> EXERCISE PROMPT
After locating the line that contains "Target: leafy undergrowth" in the records below, write out exactly that line and each line after it through the one that contains "Target: red backpack", and nothing else.

> SUPPLIED ENTRIES
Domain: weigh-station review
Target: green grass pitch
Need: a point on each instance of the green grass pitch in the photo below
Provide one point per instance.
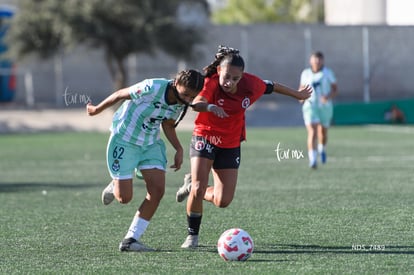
(353, 215)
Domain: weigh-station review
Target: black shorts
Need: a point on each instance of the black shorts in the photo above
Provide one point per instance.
(224, 158)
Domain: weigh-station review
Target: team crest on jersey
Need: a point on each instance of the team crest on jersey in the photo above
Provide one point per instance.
(199, 145)
(246, 103)
(116, 166)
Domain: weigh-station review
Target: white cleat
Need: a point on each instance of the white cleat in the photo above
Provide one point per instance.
(190, 242)
(108, 194)
(185, 189)
(132, 245)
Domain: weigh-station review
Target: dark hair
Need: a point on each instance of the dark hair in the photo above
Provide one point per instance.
(224, 55)
(191, 79)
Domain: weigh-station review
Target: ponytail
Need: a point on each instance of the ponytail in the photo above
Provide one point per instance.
(224, 54)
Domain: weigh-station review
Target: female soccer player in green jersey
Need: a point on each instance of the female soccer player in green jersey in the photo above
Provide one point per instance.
(135, 142)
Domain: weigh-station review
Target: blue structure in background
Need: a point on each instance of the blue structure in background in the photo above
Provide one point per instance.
(7, 76)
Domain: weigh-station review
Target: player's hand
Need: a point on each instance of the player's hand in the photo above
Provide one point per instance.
(178, 160)
(218, 111)
(304, 93)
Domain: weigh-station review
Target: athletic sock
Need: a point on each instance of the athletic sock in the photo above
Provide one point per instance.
(194, 222)
(312, 154)
(321, 148)
(137, 228)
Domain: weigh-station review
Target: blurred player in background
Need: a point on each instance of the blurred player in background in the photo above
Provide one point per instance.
(135, 142)
(219, 130)
(318, 109)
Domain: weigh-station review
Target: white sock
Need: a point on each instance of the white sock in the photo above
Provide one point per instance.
(312, 154)
(137, 228)
(321, 148)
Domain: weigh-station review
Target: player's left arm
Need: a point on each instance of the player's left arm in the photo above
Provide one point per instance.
(275, 87)
(108, 102)
(171, 134)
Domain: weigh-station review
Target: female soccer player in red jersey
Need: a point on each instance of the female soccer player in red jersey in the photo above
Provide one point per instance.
(219, 129)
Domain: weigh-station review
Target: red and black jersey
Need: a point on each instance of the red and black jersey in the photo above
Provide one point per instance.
(230, 131)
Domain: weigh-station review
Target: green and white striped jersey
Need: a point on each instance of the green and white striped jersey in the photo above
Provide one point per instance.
(138, 120)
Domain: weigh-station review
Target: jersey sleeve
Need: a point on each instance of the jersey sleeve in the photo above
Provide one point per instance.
(140, 89)
(210, 86)
(303, 78)
(331, 77)
(255, 85)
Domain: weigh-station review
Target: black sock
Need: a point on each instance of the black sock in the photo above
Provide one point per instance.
(194, 222)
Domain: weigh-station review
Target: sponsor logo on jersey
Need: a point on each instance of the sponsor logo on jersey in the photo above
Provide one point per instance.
(116, 166)
(199, 145)
(246, 103)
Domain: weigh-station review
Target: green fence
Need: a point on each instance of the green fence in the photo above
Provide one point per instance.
(381, 112)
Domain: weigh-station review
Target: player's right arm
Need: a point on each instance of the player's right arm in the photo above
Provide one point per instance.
(121, 94)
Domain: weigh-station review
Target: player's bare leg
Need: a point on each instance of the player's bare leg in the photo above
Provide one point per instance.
(200, 170)
(121, 190)
(222, 192)
(322, 141)
(311, 142)
(155, 183)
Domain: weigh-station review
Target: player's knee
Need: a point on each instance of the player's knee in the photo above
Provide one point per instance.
(124, 199)
(197, 189)
(222, 203)
(156, 193)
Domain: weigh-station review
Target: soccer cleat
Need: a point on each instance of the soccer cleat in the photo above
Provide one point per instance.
(184, 190)
(132, 245)
(108, 194)
(190, 242)
(138, 174)
(323, 157)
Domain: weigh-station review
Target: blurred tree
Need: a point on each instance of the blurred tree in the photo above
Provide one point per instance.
(265, 11)
(119, 27)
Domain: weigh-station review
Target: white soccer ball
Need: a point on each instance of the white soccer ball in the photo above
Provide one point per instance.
(235, 245)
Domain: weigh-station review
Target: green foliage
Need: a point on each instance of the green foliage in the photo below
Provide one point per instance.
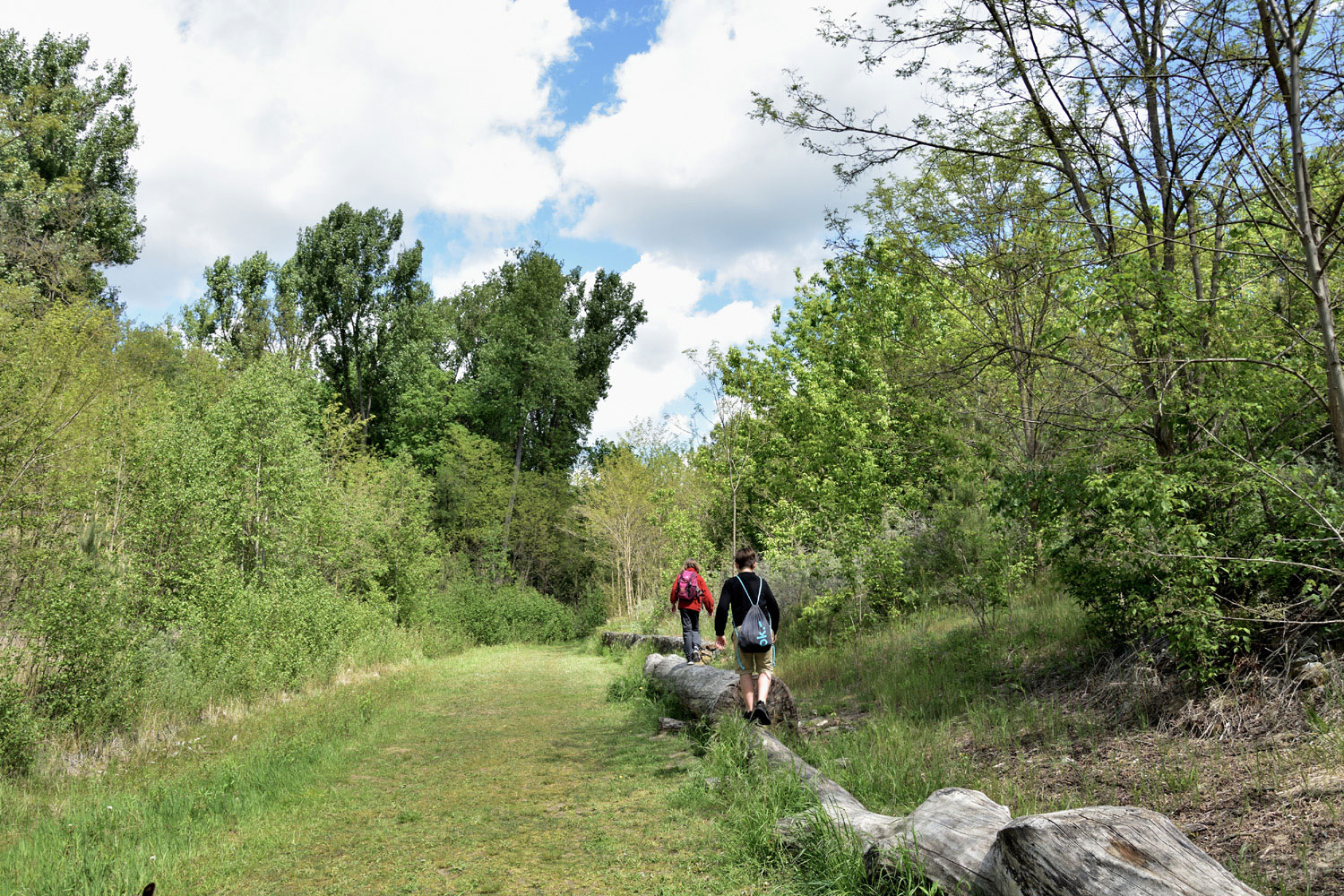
(66, 185)
(18, 724)
(352, 295)
(489, 614)
(828, 857)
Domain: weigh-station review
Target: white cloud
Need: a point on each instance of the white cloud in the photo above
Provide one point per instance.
(677, 167)
(653, 373)
(257, 117)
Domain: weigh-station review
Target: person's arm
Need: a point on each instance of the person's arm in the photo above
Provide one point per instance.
(773, 608)
(720, 616)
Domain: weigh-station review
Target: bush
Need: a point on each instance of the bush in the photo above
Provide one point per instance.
(489, 614)
(1153, 557)
(18, 727)
(86, 637)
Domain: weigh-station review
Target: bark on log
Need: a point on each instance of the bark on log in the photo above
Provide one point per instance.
(661, 642)
(1115, 849)
(707, 692)
(968, 844)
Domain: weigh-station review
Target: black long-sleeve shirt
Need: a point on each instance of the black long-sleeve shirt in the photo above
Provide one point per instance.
(733, 595)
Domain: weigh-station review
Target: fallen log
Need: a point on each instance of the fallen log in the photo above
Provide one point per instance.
(707, 692)
(660, 642)
(968, 844)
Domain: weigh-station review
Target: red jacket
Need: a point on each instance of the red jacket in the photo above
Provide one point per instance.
(703, 602)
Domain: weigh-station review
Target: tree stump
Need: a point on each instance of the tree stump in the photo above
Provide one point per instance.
(968, 844)
(707, 692)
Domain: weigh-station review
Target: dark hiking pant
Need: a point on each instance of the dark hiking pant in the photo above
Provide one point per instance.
(690, 633)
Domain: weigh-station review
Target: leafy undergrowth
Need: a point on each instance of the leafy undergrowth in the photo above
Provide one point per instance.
(1040, 719)
(497, 770)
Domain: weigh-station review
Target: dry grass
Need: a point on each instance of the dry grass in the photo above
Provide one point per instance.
(1039, 719)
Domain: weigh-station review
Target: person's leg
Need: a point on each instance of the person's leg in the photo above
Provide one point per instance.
(685, 632)
(766, 673)
(763, 665)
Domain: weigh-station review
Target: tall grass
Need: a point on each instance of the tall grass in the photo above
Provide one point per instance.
(115, 831)
(927, 689)
(752, 798)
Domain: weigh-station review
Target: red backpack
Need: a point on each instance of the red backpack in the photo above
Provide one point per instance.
(688, 587)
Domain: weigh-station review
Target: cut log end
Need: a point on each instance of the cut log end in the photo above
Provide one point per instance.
(968, 844)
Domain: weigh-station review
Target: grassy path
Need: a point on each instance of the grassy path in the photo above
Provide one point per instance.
(496, 771)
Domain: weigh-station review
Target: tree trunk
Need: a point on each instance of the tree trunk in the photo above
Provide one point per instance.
(513, 495)
(707, 692)
(667, 643)
(968, 844)
(1281, 31)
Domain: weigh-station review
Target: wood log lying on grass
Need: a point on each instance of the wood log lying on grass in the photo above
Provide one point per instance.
(706, 692)
(660, 642)
(968, 844)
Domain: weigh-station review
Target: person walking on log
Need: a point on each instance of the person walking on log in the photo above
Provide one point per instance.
(690, 595)
(755, 626)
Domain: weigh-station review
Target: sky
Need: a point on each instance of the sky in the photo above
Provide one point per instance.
(616, 134)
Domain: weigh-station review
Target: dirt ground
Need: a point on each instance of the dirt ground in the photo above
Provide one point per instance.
(1253, 774)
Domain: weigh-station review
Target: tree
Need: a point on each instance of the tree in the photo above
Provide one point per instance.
(534, 347)
(728, 446)
(1271, 72)
(66, 185)
(352, 293)
(237, 309)
(1101, 86)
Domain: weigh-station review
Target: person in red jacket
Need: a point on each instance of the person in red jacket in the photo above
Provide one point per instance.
(690, 595)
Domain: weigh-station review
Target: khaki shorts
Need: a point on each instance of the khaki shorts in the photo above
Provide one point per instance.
(757, 664)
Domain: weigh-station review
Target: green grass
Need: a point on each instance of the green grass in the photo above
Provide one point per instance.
(499, 770)
(929, 688)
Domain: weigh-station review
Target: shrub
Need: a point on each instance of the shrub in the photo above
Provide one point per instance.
(489, 614)
(18, 726)
(83, 648)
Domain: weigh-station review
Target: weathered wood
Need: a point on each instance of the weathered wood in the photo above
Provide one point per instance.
(707, 692)
(969, 844)
(1107, 849)
(660, 642)
(952, 833)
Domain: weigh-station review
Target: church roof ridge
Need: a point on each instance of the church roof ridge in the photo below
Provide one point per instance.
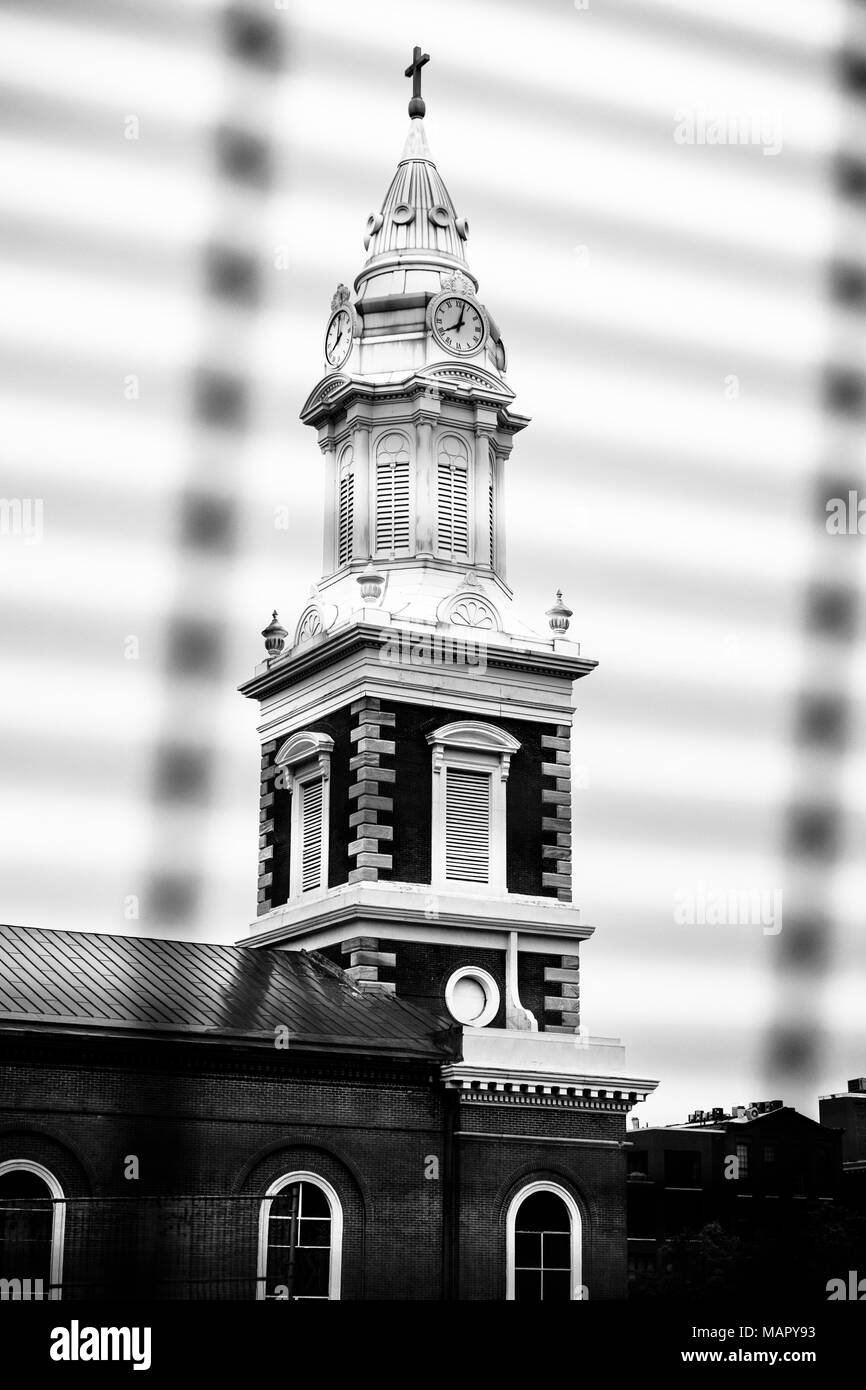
(109, 982)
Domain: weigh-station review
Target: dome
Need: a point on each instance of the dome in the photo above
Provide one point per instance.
(417, 224)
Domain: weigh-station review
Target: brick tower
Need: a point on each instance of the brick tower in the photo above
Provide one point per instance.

> ANSWER TO THE PROBLEM
Target: leafy undergrowth
Need: a point on each instance of the leafy undergrowth in the photo above
Provide one point per instance.
(1040, 719)
(497, 770)
Domain: weigh-station review
Target: dry grass
Need: a point on each instance of the dry grass in the photo above
Provide one point per instance.
(1039, 719)
Domain: weigh-station review
Target: person's leg
Need: a point on each instance of the person's leg in the photo above
Provide one point per instance.
(685, 632)
(766, 673)
(763, 665)
Domain: weigh-station review
Target: tall grass
Need: a point on each instance of the tall grass in the photo above
Provide one point per instance.
(115, 831)
(927, 689)
(752, 798)
Domain: weigh-station review
Target: red backpack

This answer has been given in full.